__Given records__:

※ ※ ※

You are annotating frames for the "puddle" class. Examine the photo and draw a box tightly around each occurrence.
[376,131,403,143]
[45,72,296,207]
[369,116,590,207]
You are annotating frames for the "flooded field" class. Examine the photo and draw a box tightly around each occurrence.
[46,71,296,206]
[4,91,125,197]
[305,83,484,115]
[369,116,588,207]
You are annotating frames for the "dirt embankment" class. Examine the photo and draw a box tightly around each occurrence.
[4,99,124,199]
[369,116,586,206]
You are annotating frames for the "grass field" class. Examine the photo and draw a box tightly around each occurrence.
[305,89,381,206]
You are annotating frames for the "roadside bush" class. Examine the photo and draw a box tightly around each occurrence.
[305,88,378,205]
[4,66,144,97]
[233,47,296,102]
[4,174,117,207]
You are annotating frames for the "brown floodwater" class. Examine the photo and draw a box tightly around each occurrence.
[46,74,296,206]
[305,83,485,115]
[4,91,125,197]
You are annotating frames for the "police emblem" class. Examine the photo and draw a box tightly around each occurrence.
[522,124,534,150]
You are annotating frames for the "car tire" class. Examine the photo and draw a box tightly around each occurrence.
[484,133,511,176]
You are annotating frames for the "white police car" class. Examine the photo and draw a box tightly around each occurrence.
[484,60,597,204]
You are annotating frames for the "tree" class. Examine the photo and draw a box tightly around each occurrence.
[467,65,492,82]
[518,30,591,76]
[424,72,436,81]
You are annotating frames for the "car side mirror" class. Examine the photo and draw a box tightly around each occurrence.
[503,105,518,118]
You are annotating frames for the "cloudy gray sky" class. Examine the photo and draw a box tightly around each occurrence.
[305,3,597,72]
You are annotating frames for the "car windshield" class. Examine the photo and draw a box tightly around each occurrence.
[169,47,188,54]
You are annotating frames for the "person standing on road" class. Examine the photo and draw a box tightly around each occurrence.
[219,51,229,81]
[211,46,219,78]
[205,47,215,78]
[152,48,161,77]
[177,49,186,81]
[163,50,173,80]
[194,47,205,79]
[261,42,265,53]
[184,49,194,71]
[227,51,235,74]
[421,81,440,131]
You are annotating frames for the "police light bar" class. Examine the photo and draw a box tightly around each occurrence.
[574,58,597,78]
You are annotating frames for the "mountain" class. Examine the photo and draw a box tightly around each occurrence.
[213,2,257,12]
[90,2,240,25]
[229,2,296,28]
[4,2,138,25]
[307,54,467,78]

※ ※ ※

Reproduce every row above verbatim, line for line, with nothing added or left out.

__Output below__:
You are annotating frames for the "puddle" class. Examine the photo and draw a box tightly around each occurrence.
[376,131,403,143]
[45,72,296,207]
[369,116,590,207]
You are annotating frames for the "flooded field" class. Examine the photo and draw a box tightly around each occurrence.
[46,71,296,206]
[4,91,125,197]
[305,83,484,115]
[369,116,588,207]
You are annotating frames for the "dirt embankment" class. Examine the photo and draw a box tightly around each occurrence.
[4,99,124,199]
[369,116,586,206]
You are annotating frames for the "grass field" class. Examine the photo and draw a box tightly around each occurrence.
[305,89,381,206]
You are annotating frames for the "roadside bush" class. Examine the photo and draw a box tightly around each occurrence.
[305,88,378,205]
[4,66,144,97]
[233,47,296,102]
[4,174,117,207]
You are annotating frames for the "brown floodwater" class. Examine the photo and draw a box tightly around each occurrence.
[46,74,296,206]
[305,83,485,115]
[4,91,125,197]
You are annotating frames for the "police emblem" class. Examine the photo and draw a box tightly around each occurrence.
[522,124,534,150]
You are annotating frames for the "car tire" class. Examine the photo and draw a box tightly around each occurrence.
[484,133,511,176]
You are annotating frames for the "white police car" class. Examine the photo and draw a box tightly around each occurrence.
[484,60,597,204]
You are annotating frames for the "tree" class. Examine the photo and draw a box tightly around each occurrence.
[467,65,492,82]
[518,30,591,76]
[424,72,436,81]
You are annotating frames for the "car side mirror" class. Examine the photo and draw a box tightly around each occurrence.
[503,105,518,118]
You are annotating frames for the "cloudy gray sky" class. Examine the photo and draw a box tightly around each occurrence.
[305,3,597,72]
You are annotating frames for the "car windshield" class. Examine the photo and draw a box tightly around each occurrence.
[169,47,188,54]
You are annotating frames for the "person standing on road" class. Examine the photo and draw a box tightly around each occurrence.
[219,51,229,81]
[211,46,219,78]
[205,47,215,78]
[152,48,161,77]
[177,49,186,81]
[163,50,173,80]
[194,47,205,79]
[261,42,265,53]
[184,49,194,71]
[227,51,235,74]
[421,81,440,131]
You are annotating frames for the "police light bar" class. Examine the photo and draw a box tightly around each occurrence.
[574,58,597,78]
You are annotating frames for the "mountain" class. Examine the photo and draw a box tightly around each occurrence.
[213,2,257,12]
[90,2,240,25]
[229,2,296,28]
[4,2,138,25]
[307,54,467,78]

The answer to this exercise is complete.